**Source passage**
+ + + + + + +
Coinbase broadened its pre-IPO trading offerings on June 22 by introducing perpetual futures contracts tied to AI firms OpenAI and Anthropic, aiming to capitalize on soaring investor demand for artificial intelligence exposure. However, early trading performance suggests that the launch has not generated the typical listing boost seen with crypto assets.
While the OPENAI-PERP and ANTHROPIC-PERP contracts were designed to let eligible international traders speculate on private-market valuations, Anthropic’s futures fell sharply within a day of debut. On Coinbase, the ANTHROPIC/USDC contract opened near $1,728 and traded around $1,648 at the time of reporting, a drop of roughly 7%. During the volatile session, the contract ranged from a high of $1,769 to a low of $1,560. Similarly, Binance’s ANTHROPIC/USDT perpetual contract lost about 5% in the same window, touching an all-time low of $1,545 on June 23. Overall, the Binance contract has declined approximately 9% since Coinbase’s listing, underscoring the bearish sentiment.
+ + + + + + +
**Data supplied**
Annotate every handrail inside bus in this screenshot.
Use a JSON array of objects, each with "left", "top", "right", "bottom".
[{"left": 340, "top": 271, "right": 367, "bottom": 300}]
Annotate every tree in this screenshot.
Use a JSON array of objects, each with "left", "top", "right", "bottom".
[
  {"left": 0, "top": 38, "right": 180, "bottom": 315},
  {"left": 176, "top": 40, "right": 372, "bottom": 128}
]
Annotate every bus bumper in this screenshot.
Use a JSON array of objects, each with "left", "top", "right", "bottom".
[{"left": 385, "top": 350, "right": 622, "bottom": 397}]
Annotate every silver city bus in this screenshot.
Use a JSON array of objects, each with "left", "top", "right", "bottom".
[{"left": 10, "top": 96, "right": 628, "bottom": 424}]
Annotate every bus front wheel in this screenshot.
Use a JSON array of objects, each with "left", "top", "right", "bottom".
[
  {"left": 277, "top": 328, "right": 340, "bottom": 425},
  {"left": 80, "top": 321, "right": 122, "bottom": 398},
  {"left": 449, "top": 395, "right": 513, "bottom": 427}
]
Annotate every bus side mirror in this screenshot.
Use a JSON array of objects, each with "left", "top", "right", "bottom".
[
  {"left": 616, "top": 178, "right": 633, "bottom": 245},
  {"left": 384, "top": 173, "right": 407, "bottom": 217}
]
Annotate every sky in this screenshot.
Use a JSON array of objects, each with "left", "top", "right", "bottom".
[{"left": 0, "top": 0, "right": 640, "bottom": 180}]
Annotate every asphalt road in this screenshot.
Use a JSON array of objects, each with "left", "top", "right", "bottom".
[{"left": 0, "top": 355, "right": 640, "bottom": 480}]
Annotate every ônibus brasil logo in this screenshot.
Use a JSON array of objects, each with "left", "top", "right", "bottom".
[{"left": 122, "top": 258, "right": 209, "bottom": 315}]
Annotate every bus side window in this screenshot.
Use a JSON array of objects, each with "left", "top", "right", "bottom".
+ + + + + + +
**Work task 1**
List every dollar price that the passage on Coinbase's AI futures gives for the ANTHROPIC/USDC contract on Coinbase.
**Work task 2**
Extend the passage on Coinbase's AI futures by writing what comes after its last sentence.
You can ignore the items.

**Written response 1**
$1,728, $1,648, $1,769, $1,560

**Written response 2**
Traders appeared unfazed even by recent positive business developments for Anthropic, such as a partnership with Micron Technology, worth $1.37 trillion. Instead, market participants focused on the unresolved risks surrounding the IPO. One key concern echoes the experience with SpaceX pre-IPO perpetuals, which traded about 15% above the eventual $135 IPO price, leaving some investors with losses when public trading began. Additional pressure came after analysts at KeyBanc assigned SpaceX a “Sector Weight” rating without a price target, prompting a more than 10% decline in its shares.
Further clouding the outlook, Anthropic has not disclosed the number of shares it plans to offer, making it difficult for exchanges to anchor futures pricing. Coinbase itself has warned that the final IPO price could differ by as much as 25% in either direction from current perpetual levels. Amid this uncertainty, interest in private-market products continues to grow, with prediction-market platform Kalshi reportedly exceeding a $2 billion annualized revenue run rate and exploring a public offering.